Source extract:
EPA formaldehyde handling rules

Used embalming fluid is RCRA hazardous waste (D002 corrosive, P/U-listed if certain components present). Cannot be poured down sewer drains. Requires hazardous waste hauler.

OSHA Formaldehyde Standard (29 CFR 1910.1048)

Permissible exposure limit (PEL) is 0.75 ppm 8-hour TWA. Annual exposure monitoring, training, medical surveillance, respiratory protection programs.

OSHA Bloodborne Pathogens Standard

Funeral home embalmers and prep staff are covered. Annual training, exposure control plan, hepatitis B vaccinations.

Local sewer authority discharge limits

Many jurisdictions prohibit ANY formaldehyde discharge to sewer. Some require pretreatment. Check your local Publicly Owned Treatment Works (POTW) permit.

State biomedical waste rules

Funeral homes are typically classified as biomedical waste generators with on-site storage limits and transporter requirements.

Junk fees to watch for on your invoice

If your current waste invoice has any of these line items, you're almost certainly being marked up. Most regional operators don't charge any of these.

✗ "Specialty funeral fee"

Some haulers charge premium for funeral accounts — usually unjustified.

✗ "Formaldehyde handling surcharge"

Sometimes legitimate (formaldehyde IS more expensive to dispose of properly), sometimes pure markup. Get quotes from haulers experienced with mortuary waste.

✗ "Energy recovery / environmental fees"

Standard junk fees stacked on funeral home invoices same as everyone else.

✗ "Manifest fee"

Should be included in service. Don't pay extra for legally-required documentation.

Information shown:
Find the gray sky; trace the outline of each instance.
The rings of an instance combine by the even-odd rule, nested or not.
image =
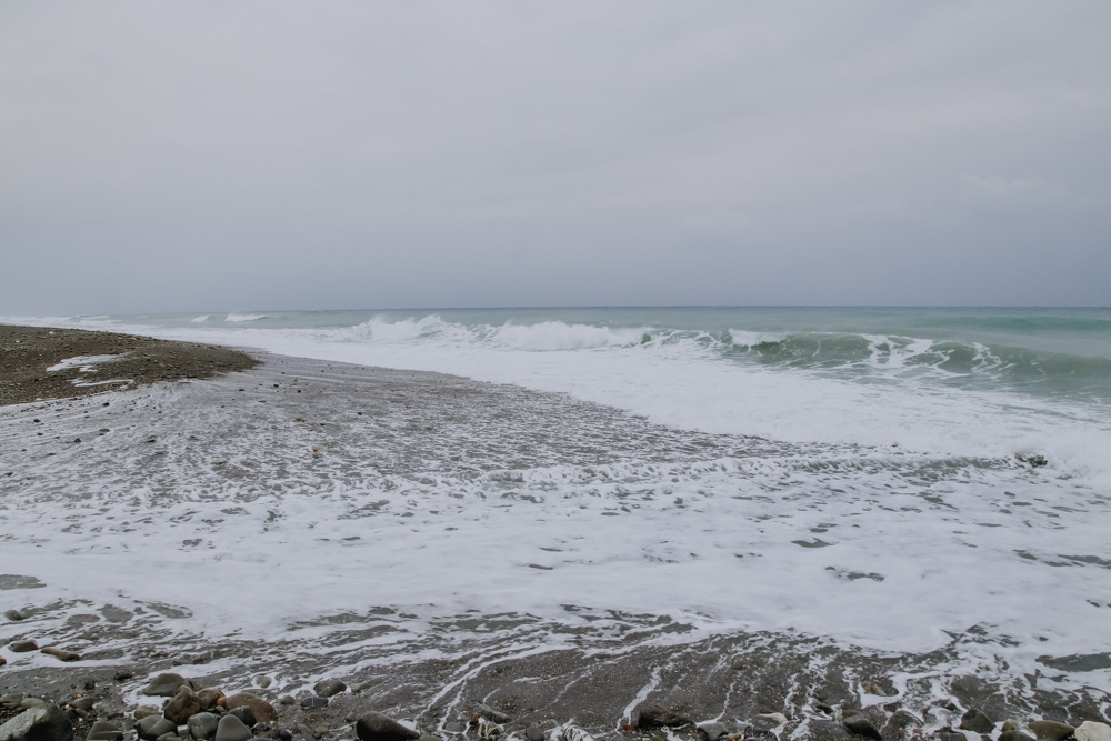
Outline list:
[[[1107,0],[0,0],[0,313],[1108,306],[1109,33]]]

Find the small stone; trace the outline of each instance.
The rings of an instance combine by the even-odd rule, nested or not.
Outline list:
[[[156,677],[150,684],[142,689],[142,694],[149,698],[172,698],[178,693],[178,688],[189,682],[181,674],[166,672]]]
[[[62,651],[61,649],[56,649],[53,647],[42,649],[40,653],[46,653],[47,655],[54,657],[56,659],[61,659],[62,661],[81,660],[80,653],[73,653],[72,651]]]
[[[229,715],[234,715],[243,722],[247,728],[254,728],[254,724],[259,721],[254,718],[254,711],[247,705],[240,705],[233,710],[228,711]]]
[[[637,728],[680,728],[690,725],[691,719],[673,710],[660,705],[641,708],[637,719]]]
[[[166,719],[177,725],[183,725],[191,717],[204,709],[204,703],[188,685],[178,688],[178,693],[170,698],[162,709]]]
[[[347,689],[347,684],[338,679],[326,679],[316,683],[312,691],[322,698],[330,698]]]
[[[698,732],[703,741],[718,741],[718,739],[729,733],[729,729],[722,723],[702,723],[698,727]]]
[[[189,727],[189,735],[193,737],[197,741],[201,739],[211,739],[216,735],[216,728],[220,724],[220,719],[212,713],[197,713],[186,725]]]
[[[92,710],[92,705],[94,705],[96,703],[97,701],[94,699],[86,695],[83,698],[74,698],[71,702],[67,704],[69,704],[69,707],[73,708],[74,710],[89,711]]]
[[[416,741],[420,733],[382,713],[370,712],[354,724],[359,741]]]
[[[250,708],[251,712],[254,713],[254,720],[258,723],[278,722],[278,711],[274,710],[274,707],[262,698],[248,692],[238,692],[224,698],[223,707],[228,710],[234,710],[236,708],[241,707]]]
[[[216,741],[250,741],[254,738],[251,729],[234,715],[224,715],[216,729]]]
[[[136,731],[139,733],[139,738],[153,741],[160,735],[177,733],[178,727],[161,715],[147,715],[136,723]]]
[[[752,727],[758,731],[770,731],[787,723],[787,715],[783,713],[760,713],[752,719]]]
[[[1027,723],[1038,741],[1061,741],[1061,739],[1072,735],[1077,730],[1065,723],[1058,723],[1051,720],[1033,720]]]
[[[979,708],[969,708],[961,715],[961,729],[973,733],[991,733],[995,729],[995,722]]]
[[[1111,725],[1085,720],[1073,734],[1077,741],[1111,741]]]
[[[845,718],[842,722],[851,733],[862,735],[865,739],[873,739],[873,741],[883,741],[883,737],[880,735],[879,729],[872,725],[872,722],[863,715]]]
[[[58,705],[42,703],[0,725],[0,741],[72,741],[73,724]]]
[[[114,723],[110,723],[107,720],[98,720],[89,729],[86,741],[120,741],[122,738],[123,731],[116,728]]]

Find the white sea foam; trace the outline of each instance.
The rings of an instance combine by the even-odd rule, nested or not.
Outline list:
[[[1099,562],[1111,423],[1098,407],[954,388],[932,373],[907,372],[914,369],[909,359],[932,351],[928,340],[861,336],[857,347],[865,351],[853,362],[880,372],[853,381],[733,362],[705,333],[655,331],[659,339],[645,343],[640,328],[562,320],[377,317],[347,329],[134,331],[562,392],[673,429],[798,448],[661,463],[652,455],[672,447],[645,442],[615,461],[476,473],[457,467],[482,450],[618,440],[623,432],[590,428],[570,413],[518,429],[511,418],[479,427],[473,413],[464,424],[449,414],[412,419],[399,409],[391,431],[436,434],[417,455],[426,468],[398,475],[383,472],[394,460],[376,447],[384,443],[347,453],[331,444],[313,457],[310,447],[320,440],[311,434],[298,438],[297,448],[271,449],[281,441],[280,420],[248,423],[219,410],[189,420],[179,411],[181,435],[190,425],[258,424],[281,472],[264,468],[256,438],[244,432],[242,450],[221,452],[249,472],[238,488],[208,485],[209,473],[183,457],[171,459],[180,468],[162,479],[129,484],[128,498],[106,483],[73,512],[50,510],[42,492],[41,501],[20,507],[12,499],[12,532],[33,520],[36,532],[56,533],[37,535],[52,549],[81,555],[78,563],[44,562],[41,578],[51,584],[110,590],[103,574],[134,568],[143,600],[173,603],[174,584],[198,569],[219,570],[229,584],[266,584],[277,572],[301,585],[296,603],[278,591],[252,593],[242,610],[231,593],[216,590],[186,621],[266,634],[312,614],[364,610],[368,593],[426,617],[503,610],[509,593],[516,609],[551,619],[565,604],[665,610],[708,629],[794,629],[893,651],[935,648],[945,631],[983,625],[1018,641],[1013,650],[991,650],[1011,651],[1014,665],[1031,671],[1030,651],[1085,653],[1111,641],[1111,607],[1102,597],[1111,570]],[[740,331],[730,336],[744,343]],[[743,339],[759,343],[757,336]],[[987,346],[973,351],[978,362],[994,362]],[[150,399],[176,407],[172,398]],[[348,410],[333,415],[340,411]],[[462,431],[440,440],[452,424]],[[1031,470],[1015,453],[1043,454],[1050,464]],[[350,469],[328,468],[344,454]],[[50,461],[54,480],[64,483],[66,470],[63,459]],[[280,491],[251,483],[271,480]],[[162,515],[151,520],[151,511]],[[83,524],[58,534],[71,524],[66,518]],[[199,522],[214,523],[202,529],[203,543],[166,547],[194,539]],[[26,553],[21,543],[0,543],[0,559]]]

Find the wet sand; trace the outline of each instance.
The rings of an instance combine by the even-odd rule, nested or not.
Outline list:
[[[43,348],[41,354],[24,356],[37,358],[24,362],[29,375],[46,362],[72,357],[70,352],[107,354],[129,347],[136,352],[138,343],[146,342],[124,336],[111,340],[119,346],[106,343],[104,337],[79,344],[78,337],[23,331],[39,333],[33,339]],[[12,334],[4,337],[11,341]],[[56,342],[60,344],[50,348]],[[159,344],[178,346],[173,352],[179,359],[198,360],[164,363],[164,370],[180,373],[179,378],[212,368],[210,362],[237,362],[234,357],[221,361],[209,354],[234,352],[221,348],[158,342],[149,347]],[[691,459],[760,455],[761,445],[771,444],[670,430],[516,387],[263,353],[259,359],[247,358],[250,364],[239,360],[249,370],[210,374],[203,382],[103,397],[112,400],[110,407],[101,398],[78,398],[0,413],[0,439],[7,440],[0,455],[4,463],[0,497],[34,492],[33,497],[64,501],[83,487],[89,491],[82,495],[94,498],[98,492],[89,482],[142,481],[151,487],[151,498],[134,504],[133,512],[127,509],[130,504],[119,510],[139,522],[170,511],[171,500],[184,495],[182,485],[189,482],[213,499],[210,505],[202,498],[191,505],[221,512],[228,522],[220,532],[227,538],[241,527],[253,527],[253,513],[242,510],[262,495],[266,482],[287,487],[294,482],[307,489],[344,481],[361,485],[371,450],[374,468],[390,474],[420,470],[419,461],[436,441],[457,451],[478,473],[508,463],[602,464],[638,449]],[[7,353],[4,362],[10,362]],[[156,362],[158,371],[143,378],[168,380],[168,374],[158,374],[162,364]],[[41,382],[29,383],[24,388]],[[564,419],[573,419],[581,435],[574,444],[565,443],[560,428]],[[77,434],[86,444],[73,444]],[[16,441],[26,449],[11,444]],[[33,497],[29,504],[34,504]],[[111,503],[111,498],[101,503]],[[232,504],[241,508],[231,509]],[[73,529],[74,538],[101,533],[97,538],[103,545],[112,544],[106,535],[119,522],[114,514],[102,517],[93,510],[79,518],[59,512],[57,521],[49,509],[41,511],[44,531],[66,527]],[[231,528],[236,518],[243,524]],[[271,524],[267,520],[267,527]],[[130,548],[143,545],[141,527],[127,533]],[[199,524],[190,535],[200,540],[179,545],[159,532],[152,532],[150,540],[162,541],[156,545],[166,549],[198,549],[198,553],[212,548],[206,538],[217,540]],[[504,713],[506,732],[517,738],[530,727],[571,720],[599,737],[663,738],[660,729],[623,729],[635,727],[647,709],[655,708],[697,723],[719,721],[730,733],[764,741],[849,739],[840,720],[859,712],[885,740],[895,741],[955,728],[973,707],[997,722],[1020,727],[1041,718],[1072,724],[1104,720],[1109,707],[1107,693],[1094,687],[1053,690],[1047,679],[1065,670],[1050,665],[1045,677],[1009,675],[1005,664],[989,663],[982,664],[983,675],[968,673],[968,655],[992,653],[973,632],[928,654],[877,653],[790,632],[707,637],[693,625],[661,615],[582,610],[559,621],[546,620],[514,611],[512,594],[506,595],[506,610],[499,613],[429,619],[386,605],[358,612],[321,609],[316,617],[291,623],[283,637],[240,638],[238,630],[229,634],[220,624],[190,622],[191,602],[204,599],[198,590],[220,583],[234,565],[220,564],[220,571],[203,570],[212,567],[199,559],[198,581],[181,583],[180,599],[167,604],[144,599],[143,584],[127,574],[121,575],[118,593],[91,588],[82,593],[79,584],[67,592],[72,599],[62,594],[46,599],[40,594],[50,593],[53,584],[34,583],[31,574],[41,575],[37,564],[4,563],[0,612],[17,609],[20,619],[0,619],[0,655],[8,660],[0,667],[0,695],[38,694],[66,702],[86,692],[98,698],[97,713],[120,717],[139,704],[158,704],[140,697],[140,688],[159,672],[177,671],[201,685],[229,693],[250,690],[269,699],[278,707],[280,721],[259,735],[272,738],[277,728],[302,738],[351,738],[351,719],[371,710],[443,738],[474,738],[466,721],[482,712],[477,709],[484,704]],[[290,602],[306,599],[304,590],[311,587],[281,571],[274,573],[272,585]],[[740,588],[722,584],[722,589]],[[248,599],[261,594],[250,589],[244,593]],[[659,594],[659,601],[665,610],[668,595]],[[38,652],[13,653],[9,641],[19,639],[74,651],[81,659],[62,664]],[[323,709],[280,704],[284,695],[311,694],[314,683],[326,678],[344,681],[349,691]],[[89,683],[94,689],[82,689]],[[787,722],[770,727],[758,718],[761,713],[783,713]],[[320,728],[327,732],[316,733]],[[693,725],[683,728],[677,731],[680,735],[697,738]]]
[[[74,357],[114,356],[94,372],[47,369]],[[134,334],[0,324],[0,405],[68,399],[161,381],[213,378],[258,361],[231,348]],[[100,383],[119,379],[119,382]],[[78,385],[97,383],[97,385]]]

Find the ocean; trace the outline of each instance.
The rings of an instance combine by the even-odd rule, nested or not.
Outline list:
[[[333,469],[320,462],[328,450],[309,453],[311,440],[300,438],[280,473],[248,467],[208,489],[214,474],[196,462],[179,461],[156,485],[51,461],[51,480],[68,482],[72,505],[96,524],[68,531],[46,484],[9,489],[0,502],[9,523],[57,519],[59,528],[34,538],[12,530],[0,555],[2,570],[41,579],[59,603],[177,605],[188,618],[168,621],[176,640],[214,624],[261,642],[301,630],[333,659],[324,647],[350,648],[339,635],[352,621],[389,614],[409,638],[360,634],[378,661],[400,661],[413,635],[437,631],[446,637],[417,654],[486,645],[504,659],[507,645],[533,655],[570,644],[589,652],[591,640],[615,651],[624,634],[638,637],[630,647],[760,634],[875,657],[943,652],[900,670],[903,689],[914,672],[940,672],[1013,680],[1027,688],[1015,685],[1017,695],[1035,685],[1111,690],[1111,309],[241,310],[0,321],[482,382],[456,388],[450,409],[428,405],[431,387],[413,387],[420,393],[363,437],[363,422],[347,414],[380,400],[329,397],[349,441]],[[147,407],[169,417],[190,391],[152,393]],[[409,404],[421,410],[419,428]],[[230,408],[191,413],[176,424],[194,435],[236,424]],[[268,422],[240,430],[254,448],[220,455],[283,454],[292,438],[271,432],[282,419]],[[142,524],[124,531],[121,520]],[[201,520],[211,524],[192,533]],[[88,562],[98,565],[87,571]],[[92,571],[106,567],[132,574],[128,585],[98,580]],[[188,583],[207,568],[227,569],[234,587]],[[274,591],[274,573],[301,585],[296,597]],[[168,590],[167,574],[186,587]],[[464,630],[460,615],[516,618],[502,632]],[[471,643],[461,648],[464,633]]]

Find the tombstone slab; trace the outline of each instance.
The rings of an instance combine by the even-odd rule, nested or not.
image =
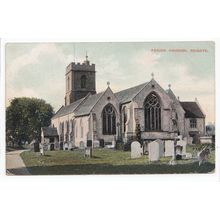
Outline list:
[[[164,145],[163,141],[155,140],[148,144],[149,161],[158,161],[164,156]]]
[[[172,157],[174,154],[174,141],[167,140],[165,141],[165,157]]]
[[[131,158],[140,158],[143,155],[143,148],[138,141],[131,143]]]

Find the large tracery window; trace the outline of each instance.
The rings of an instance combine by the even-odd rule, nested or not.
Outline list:
[[[86,76],[81,76],[81,88],[86,88]]]
[[[156,94],[151,93],[144,104],[145,131],[161,130],[161,106]]]
[[[123,108],[123,114],[122,114],[122,121],[123,121],[123,132],[126,132],[126,122],[127,122],[127,108],[126,106]]]
[[[102,113],[102,127],[103,134],[113,135],[116,134],[116,115],[114,108],[111,104],[108,104],[103,109]]]

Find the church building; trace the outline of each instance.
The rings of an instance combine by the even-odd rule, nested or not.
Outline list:
[[[188,144],[205,135],[205,114],[197,100],[182,102],[169,85],[164,90],[152,78],[140,85],[114,92],[110,83],[96,93],[95,64],[88,56],[83,63],[66,68],[65,105],[51,120],[59,145],[84,148],[114,140],[127,142],[140,125],[143,141],[173,140],[181,135]]]

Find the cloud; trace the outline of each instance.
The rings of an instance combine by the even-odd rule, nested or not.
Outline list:
[[[64,102],[65,67],[73,56],[57,44],[37,44],[6,66],[6,104],[14,97],[42,98],[58,109]]]

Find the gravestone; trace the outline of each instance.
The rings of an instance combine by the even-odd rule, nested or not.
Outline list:
[[[173,140],[167,140],[165,141],[165,157],[172,157],[174,154],[174,141]]]
[[[155,140],[148,144],[149,161],[158,161],[164,156],[164,145],[163,141]]]
[[[143,148],[138,141],[133,141],[131,143],[131,158],[139,158],[143,155]]]
[[[44,156],[45,155],[45,146],[44,146],[44,144],[40,144],[40,154],[42,155],[42,156]]]
[[[210,148],[205,147],[203,148],[199,153],[198,153],[198,161],[199,161],[199,166],[205,162],[208,161],[208,157],[210,154]]]
[[[93,147],[100,147],[100,142],[98,140],[93,141]]]
[[[67,142],[64,144],[64,150],[69,150],[69,145]]]
[[[92,147],[92,140],[87,140],[87,147]]]

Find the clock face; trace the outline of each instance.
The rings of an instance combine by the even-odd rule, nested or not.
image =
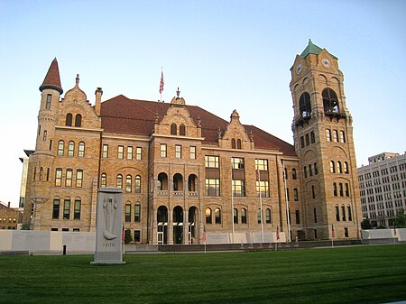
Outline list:
[[[321,60],[321,64],[325,67],[325,68],[329,68],[331,67],[331,62],[328,58],[323,58]]]
[[[302,69],[302,66],[301,66],[301,63],[300,63],[296,66],[296,73],[300,74],[301,69]]]

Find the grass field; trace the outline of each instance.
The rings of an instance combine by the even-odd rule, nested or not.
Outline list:
[[[406,300],[406,245],[261,253],[0,255],[0,303],[383,303]]]

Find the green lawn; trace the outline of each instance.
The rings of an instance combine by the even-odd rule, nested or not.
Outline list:
[[[406,245],[262,253],[0,255],[0,303],[383,303],[406,300]]]

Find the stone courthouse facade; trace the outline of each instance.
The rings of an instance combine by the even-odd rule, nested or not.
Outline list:
[[[43,83],[24,222],[95,231],[98,188],[123,189],[123,218],[141,244],[284,232],[287,239],[359,238],[352,117],[337,59],[309,42],[291,68],[294,146],[234,110],[117,96],[92,106],[65,93],[56,59]]]

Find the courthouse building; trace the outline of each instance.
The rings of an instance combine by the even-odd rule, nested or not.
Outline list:
[[[34,230],[95,231],[97,189],[123,189],[123,219],[141,244],[201,244],[214,235],[359,238],[352,117],[337,58],[310,41],[291,69],[294,145],[230,109],[123,95],[62,97],[56,59],[40,87],[24,222]],[[288,102],[288,101],[286,101]],[[232,106],[232,105],[231,105]],[[272,105],[268,106],[272,112]],[[240,117],[241,115],[241,117]],[[248,122],[249,123],[249,122]]]
[[[406,209],[406,153],[383,152],[358,168],[363,217],[373,226],[391,227]]]

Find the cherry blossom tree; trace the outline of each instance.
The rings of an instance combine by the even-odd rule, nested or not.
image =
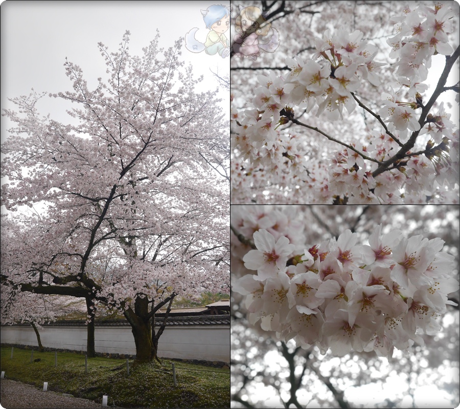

Exercise set:
- 1) From the funeral home waste guide, list every invoice line item named as a junk fee to watch for.
- 2) According to the funeral home waste guide, what is the permissible exposure limit under the OSHA Formaldehyde Standard?

Outputs by task:
- 1)
"Specialty funeral fee"
"Formaldehyde handling surcharge"
"Energy recovery / environmental fees"
"Manifest fee"

- 2) 0.75 ppm as an 8-hour TWA.